Anos atrás, em 1999, durante o I Encontro de História do Pensamento Geográfico me vi no meio de uma discussão sobre o que seria o viajante. Embora todos os trabalhos tivessem sido aceitos sob o tema Viajantes, a coordenadora das apresentações do grupo afirmou que nenhum dos artigos tratava sobre ele, exceto o da sua tese de doutorado – viajantes naturalistas. Claro que houve muita discussão. Dela resultou a diferença entre o que significava viajante, cartógrafo e naturalista, se nos ativermos a um período histórico determinado. Há também diferenças no seu significado se for um geógrafo ou um historiador que trate do tema. E mais ainda, de que lugar e escala estamos tratando.

——————————

# O que fazer
Edite o texto sobre o viajante de "Anos atrás, em" a "escala estamos tratando.", substituindo "coordenadora" por "mediadora".

# Conteúdo dos dados
——————————

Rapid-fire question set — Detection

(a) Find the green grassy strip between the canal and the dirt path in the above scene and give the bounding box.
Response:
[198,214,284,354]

——————————

# Resultado do exercício
Anos atrás, em 1999, durante o I Encontro de História do Pensamento Geográfico me vi no meio de uma discussão sobre o que seria o viajante. Embora todos os trabalhos tivessem sido aceitos sob o tema Viajantes, a mediadora das apresentações do grupo afirmou que nenhum dos artigos tratava sobre ele, exceto o da sua tese de doutorado – viajantes naturalistas. Claro que houve muita discussão. Dela resultou a diferença entre o que significava viajante, cartógrafo e naturalista, se nos ativermos a um período histórico determinado. Há também diferenças no seu significado se for um geógrafo ou um historiador que trate do tema. E mais ainda, de que lugar e escala estamos tratando.